**Entries taken from a collection**

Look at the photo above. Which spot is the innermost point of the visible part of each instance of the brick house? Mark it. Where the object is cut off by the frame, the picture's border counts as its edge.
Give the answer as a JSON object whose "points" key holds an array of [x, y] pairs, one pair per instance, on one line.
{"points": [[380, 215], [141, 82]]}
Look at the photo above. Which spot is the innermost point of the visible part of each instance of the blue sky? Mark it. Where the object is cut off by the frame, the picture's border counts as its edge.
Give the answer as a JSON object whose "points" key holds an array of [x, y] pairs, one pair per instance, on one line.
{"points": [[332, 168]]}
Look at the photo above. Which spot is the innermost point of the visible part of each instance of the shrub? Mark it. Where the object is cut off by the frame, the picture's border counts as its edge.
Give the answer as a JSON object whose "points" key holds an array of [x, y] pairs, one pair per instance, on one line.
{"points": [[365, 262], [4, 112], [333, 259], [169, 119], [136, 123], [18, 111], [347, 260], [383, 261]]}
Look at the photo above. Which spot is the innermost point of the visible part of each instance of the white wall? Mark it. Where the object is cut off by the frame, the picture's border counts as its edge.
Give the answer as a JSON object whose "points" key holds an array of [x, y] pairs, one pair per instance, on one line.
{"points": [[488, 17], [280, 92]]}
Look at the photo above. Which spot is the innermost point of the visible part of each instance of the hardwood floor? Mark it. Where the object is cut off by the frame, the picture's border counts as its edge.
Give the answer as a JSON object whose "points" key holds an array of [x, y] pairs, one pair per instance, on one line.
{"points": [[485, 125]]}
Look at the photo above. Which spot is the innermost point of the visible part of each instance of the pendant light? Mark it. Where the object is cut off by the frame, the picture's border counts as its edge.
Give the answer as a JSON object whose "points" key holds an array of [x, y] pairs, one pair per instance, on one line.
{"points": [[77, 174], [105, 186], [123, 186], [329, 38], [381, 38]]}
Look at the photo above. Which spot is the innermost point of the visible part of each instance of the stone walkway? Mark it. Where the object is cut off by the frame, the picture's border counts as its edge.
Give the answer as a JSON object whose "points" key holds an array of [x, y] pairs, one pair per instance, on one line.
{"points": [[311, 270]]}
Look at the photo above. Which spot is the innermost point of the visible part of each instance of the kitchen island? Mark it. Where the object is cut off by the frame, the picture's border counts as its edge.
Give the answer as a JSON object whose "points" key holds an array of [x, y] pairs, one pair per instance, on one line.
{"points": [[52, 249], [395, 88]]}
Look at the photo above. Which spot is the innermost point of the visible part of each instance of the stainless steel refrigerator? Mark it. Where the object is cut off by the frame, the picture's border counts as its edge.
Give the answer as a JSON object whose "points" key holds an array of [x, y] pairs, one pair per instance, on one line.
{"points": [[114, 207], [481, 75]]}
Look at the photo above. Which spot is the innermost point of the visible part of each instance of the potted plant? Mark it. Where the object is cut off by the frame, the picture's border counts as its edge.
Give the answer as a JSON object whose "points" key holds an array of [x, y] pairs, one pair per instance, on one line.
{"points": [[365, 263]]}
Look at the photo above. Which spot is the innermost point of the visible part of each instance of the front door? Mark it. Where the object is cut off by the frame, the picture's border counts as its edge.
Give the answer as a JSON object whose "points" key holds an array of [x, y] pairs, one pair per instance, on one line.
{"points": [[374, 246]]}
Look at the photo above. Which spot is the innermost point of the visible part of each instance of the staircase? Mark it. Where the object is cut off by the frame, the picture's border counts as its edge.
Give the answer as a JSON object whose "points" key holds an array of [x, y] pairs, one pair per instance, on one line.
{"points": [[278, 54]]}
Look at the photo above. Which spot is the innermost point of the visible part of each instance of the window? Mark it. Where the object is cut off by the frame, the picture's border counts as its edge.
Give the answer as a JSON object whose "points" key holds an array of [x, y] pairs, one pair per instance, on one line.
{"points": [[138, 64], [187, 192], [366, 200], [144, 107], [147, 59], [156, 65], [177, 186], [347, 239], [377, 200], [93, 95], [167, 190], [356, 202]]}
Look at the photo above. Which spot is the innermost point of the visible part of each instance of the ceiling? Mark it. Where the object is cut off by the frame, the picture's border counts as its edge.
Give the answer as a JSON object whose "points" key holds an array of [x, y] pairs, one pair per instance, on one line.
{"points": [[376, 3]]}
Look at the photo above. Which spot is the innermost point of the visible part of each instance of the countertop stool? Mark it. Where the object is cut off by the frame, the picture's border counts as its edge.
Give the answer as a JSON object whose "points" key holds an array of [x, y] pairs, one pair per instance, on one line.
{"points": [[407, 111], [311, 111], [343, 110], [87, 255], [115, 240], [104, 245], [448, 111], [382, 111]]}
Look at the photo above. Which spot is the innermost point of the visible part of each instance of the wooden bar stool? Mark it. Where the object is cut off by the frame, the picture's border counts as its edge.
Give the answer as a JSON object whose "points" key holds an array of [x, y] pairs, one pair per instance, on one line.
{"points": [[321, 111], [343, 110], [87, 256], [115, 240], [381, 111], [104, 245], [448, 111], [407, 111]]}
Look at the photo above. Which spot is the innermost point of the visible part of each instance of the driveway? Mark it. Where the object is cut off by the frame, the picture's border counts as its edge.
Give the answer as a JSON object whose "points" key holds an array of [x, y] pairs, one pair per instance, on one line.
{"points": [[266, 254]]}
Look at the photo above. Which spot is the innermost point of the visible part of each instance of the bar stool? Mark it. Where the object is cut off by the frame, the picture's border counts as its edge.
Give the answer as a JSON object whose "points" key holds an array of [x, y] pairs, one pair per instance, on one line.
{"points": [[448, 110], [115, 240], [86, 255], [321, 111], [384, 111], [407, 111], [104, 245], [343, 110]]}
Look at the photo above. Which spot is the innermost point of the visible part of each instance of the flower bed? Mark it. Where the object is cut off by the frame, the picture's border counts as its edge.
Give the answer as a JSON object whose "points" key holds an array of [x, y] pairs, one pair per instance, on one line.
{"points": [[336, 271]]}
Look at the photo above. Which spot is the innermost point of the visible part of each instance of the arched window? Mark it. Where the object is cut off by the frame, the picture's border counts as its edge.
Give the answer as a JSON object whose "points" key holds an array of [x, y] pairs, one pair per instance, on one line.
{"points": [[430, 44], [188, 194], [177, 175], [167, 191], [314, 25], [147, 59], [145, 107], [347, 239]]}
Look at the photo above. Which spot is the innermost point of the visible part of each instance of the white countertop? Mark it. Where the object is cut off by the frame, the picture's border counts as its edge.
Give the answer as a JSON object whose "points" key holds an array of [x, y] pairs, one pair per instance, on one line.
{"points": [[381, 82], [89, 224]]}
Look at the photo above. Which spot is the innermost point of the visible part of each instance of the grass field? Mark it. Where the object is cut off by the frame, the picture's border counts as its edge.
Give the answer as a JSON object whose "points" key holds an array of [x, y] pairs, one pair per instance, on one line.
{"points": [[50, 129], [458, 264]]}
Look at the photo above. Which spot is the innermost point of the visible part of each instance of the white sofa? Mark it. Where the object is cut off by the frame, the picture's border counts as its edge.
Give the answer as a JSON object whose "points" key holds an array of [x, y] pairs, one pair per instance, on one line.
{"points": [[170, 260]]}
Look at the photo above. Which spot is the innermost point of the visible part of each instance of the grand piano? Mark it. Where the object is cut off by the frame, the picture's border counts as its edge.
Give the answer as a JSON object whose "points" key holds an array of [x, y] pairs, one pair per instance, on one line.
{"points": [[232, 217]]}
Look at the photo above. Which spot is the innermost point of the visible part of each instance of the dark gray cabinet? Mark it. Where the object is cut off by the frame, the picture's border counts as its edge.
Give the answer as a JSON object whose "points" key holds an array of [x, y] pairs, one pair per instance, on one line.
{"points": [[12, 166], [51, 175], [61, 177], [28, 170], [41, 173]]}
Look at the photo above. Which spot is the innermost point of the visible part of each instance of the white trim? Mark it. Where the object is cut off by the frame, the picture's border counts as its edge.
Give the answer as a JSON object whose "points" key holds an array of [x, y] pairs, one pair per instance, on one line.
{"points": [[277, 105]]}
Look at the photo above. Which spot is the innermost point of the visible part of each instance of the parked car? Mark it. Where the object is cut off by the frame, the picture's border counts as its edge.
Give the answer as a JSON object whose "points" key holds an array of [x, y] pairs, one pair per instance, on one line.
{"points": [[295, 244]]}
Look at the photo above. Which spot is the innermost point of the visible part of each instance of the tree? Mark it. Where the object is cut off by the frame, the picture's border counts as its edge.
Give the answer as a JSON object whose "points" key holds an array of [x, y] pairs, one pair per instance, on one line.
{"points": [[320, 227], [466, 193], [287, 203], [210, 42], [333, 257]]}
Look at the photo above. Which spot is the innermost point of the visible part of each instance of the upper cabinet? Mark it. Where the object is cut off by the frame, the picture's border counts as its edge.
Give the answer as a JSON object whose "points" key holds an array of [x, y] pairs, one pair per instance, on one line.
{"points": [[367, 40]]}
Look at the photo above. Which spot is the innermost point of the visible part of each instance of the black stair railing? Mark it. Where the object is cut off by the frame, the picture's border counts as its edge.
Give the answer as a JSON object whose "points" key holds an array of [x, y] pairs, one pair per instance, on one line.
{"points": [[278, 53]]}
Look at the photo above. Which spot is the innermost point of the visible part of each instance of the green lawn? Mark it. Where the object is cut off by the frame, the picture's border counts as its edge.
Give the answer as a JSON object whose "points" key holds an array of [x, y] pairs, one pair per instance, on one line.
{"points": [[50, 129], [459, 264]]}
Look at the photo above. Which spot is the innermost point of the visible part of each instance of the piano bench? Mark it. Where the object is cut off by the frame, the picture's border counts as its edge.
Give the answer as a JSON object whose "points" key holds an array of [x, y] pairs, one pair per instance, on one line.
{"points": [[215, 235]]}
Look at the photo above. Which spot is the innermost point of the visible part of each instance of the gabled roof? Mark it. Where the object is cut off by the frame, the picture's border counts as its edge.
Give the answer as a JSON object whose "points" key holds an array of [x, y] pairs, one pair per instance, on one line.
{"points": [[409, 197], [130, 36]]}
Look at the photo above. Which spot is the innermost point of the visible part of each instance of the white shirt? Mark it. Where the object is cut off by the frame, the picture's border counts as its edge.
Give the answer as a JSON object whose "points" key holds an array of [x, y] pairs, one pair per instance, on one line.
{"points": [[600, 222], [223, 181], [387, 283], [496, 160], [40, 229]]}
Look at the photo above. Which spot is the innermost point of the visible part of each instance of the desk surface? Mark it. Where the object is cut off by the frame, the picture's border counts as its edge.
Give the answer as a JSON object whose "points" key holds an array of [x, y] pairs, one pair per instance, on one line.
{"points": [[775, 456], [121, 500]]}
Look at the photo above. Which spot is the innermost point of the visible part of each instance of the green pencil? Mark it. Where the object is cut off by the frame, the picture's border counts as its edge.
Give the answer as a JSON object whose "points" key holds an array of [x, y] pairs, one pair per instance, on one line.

**Description of the task**
Return exactly the lines from the one containing "the green pencil?" through the last line of the records above, both included, and nothing else.

**Solution**
Look at the photo above. Which spot is the innermost point of the visible part of each instance of the green pencil? Mark it. Where the object is cut off by the frame, the picture's border counts as its edge.
Give the answer as a JSON object whose "points" key holds an array of [x, y] pairs, one pair per instance, on one line.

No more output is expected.